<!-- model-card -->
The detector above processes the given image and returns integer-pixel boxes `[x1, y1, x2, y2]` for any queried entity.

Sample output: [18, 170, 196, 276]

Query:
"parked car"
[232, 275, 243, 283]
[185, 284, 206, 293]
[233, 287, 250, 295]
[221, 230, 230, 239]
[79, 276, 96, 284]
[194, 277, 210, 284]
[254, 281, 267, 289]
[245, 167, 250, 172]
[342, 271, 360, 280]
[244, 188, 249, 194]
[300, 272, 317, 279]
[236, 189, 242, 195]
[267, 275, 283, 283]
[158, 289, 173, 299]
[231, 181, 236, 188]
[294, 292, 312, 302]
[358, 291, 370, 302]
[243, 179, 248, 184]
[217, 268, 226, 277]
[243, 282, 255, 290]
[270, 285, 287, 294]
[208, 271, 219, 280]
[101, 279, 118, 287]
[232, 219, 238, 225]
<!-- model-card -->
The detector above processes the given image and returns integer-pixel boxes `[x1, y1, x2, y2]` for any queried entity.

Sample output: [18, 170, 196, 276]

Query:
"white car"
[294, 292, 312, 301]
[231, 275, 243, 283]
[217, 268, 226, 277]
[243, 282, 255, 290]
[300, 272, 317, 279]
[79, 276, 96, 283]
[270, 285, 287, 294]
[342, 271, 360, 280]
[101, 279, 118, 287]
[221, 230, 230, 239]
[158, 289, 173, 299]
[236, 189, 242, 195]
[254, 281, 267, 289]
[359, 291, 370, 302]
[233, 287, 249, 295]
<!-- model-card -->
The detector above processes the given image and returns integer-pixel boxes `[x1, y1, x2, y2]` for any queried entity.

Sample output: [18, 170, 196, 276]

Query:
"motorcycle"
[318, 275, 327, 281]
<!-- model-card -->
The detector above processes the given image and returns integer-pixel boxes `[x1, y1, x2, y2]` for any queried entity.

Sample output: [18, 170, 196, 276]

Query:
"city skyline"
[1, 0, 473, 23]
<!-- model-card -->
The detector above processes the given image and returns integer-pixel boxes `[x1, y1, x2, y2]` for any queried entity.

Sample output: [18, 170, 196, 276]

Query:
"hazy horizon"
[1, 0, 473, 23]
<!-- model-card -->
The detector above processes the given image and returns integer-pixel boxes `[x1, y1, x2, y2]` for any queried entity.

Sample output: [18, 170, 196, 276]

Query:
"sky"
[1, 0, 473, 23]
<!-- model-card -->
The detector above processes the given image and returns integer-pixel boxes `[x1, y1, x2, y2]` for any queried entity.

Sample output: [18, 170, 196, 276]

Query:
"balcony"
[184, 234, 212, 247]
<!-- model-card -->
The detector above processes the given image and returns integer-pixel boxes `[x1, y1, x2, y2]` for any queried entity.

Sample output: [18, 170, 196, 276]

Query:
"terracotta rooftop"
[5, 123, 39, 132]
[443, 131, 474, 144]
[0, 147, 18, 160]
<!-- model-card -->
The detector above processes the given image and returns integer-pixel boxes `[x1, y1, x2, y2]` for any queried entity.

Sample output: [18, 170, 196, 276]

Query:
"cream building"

========================

**EXERCISE INSTRUCTIONS**.
Every line of the listing is to be returned exactly as written.

**SOLUTION FOR THIS TASK**.
<!-- model-card -->
The detector above processes the given image and returns integer-pixel boxes `[x1, y1, x2, y2]` for any queried entity.

Sample output: [18, 170, 196, 276]

Query:
"parked car"
[232, 275, 243, 283]
[185, 284, 206, 293]
[233, 287, 250, 295]
[221, 230, 230, 239]
[79, 276, 96, 284]
[194, 277, 210, 284]
[254, 281, 267, 289]
[245, 167, 250, 172]
[342, 271, 360, 280]
[244, 188, 249, 194]
[300, 272, 317, 279]
[236, 189, 242, 195]
[267, 275, 283, 283]
[158, 289, 173, 299]
[231, 181, 236, 188]
[294, 292, 312, 302]
[358, 291, 370, 302]
[243, 179, 248, 184]
[217, 268, 226, 277]
[243, 282, 255, 290]
[270, 285, 287, 294]
[208, 271, 219, 280]
[101, 279, 118, 287]
[232, 219, 238, 225]
<!-- model-card -->
The detector above processes the given image and returns integer-pixel boxes `[x1, y1, x2, y2]` for any queried entity.

Sample output: [18, 170, 196, 276]

Query:
"white car"
[294, 292, 312, 301]
[231, 275, 243, 283]
[217, 268, 226, 277]
[243, 282, 255, 290]
[300, 272, 317, 279]
[79, 276, 96, 283]
[270, 285, 287, 294]
[342, 271, 360, 280]
[101, 279, 118, 287]
[221, 230, 230, 239]
[158, 289, 173, 299]
[236, 189, 242, 195]
[254, 281, 267, 289]
[359, 291, 370, 302]
[233, 287, 249, 295]
<!-- model-card -->
The detector above processes the given image and returns integer-pixel boxes `[x1, y1, x2, y2]` for any queried entity.

Sample output: [18, 170, 196, 276]

Query:
"motorcycle"
[318, 275, 327, 281]
<!-- model-card -->
The detector above processes the given image and returns integer-pixel boxes `[x1, y1, x2, y2]` for any queried entity.

Sample output: [18, 170, 196, 276]

Query:
"city skyline"
[1, 0, 473, 23]
<!-- model-card -->
The detector above processes the given image and returns integer-pixel boxes `[x1, y1, x2, y2]` for any queried entity.

Sample output: [18, 170, 196, 276]

Query:
"hazy horizon"
[1, 0, 473, 23]
<!-- model-card -->
The detector above processes the given image and returns integer-pixel boxes `[x1, y1, x2, y2]` for any queried entity.

Sample output: [18, 170, 196, 276]

Query:
"sky"
[1, 0, 473, 23]
<!-- model-card -->
The detector above processes the given image and returns integer-pixel boxes `[x1, y1, x2, y2]` for any queried entity.

Sample output: [18, 170, 196, 276]

Query:
"balcony"
[184, 234, 212, 247]
<!-- model-card -->
The detector above processes the given image and returns integer-pixel boxes `[x1, y1, x2, y2]` for any queried entity.

Sample output: [18, 170, 196, 276]

Query:
"terracotta rooftop"
[5, 123, 39, 132]
[443, 131, 474, 144]
[0, 147, 18, 160]
<!-- model-card -->
The detector above processes the given image and returns integer-pixel boxes `[x1, y1, x2, y2]` for any queried entity.

Sample output: [18, 170, 196, 276]

Query:
"cream building"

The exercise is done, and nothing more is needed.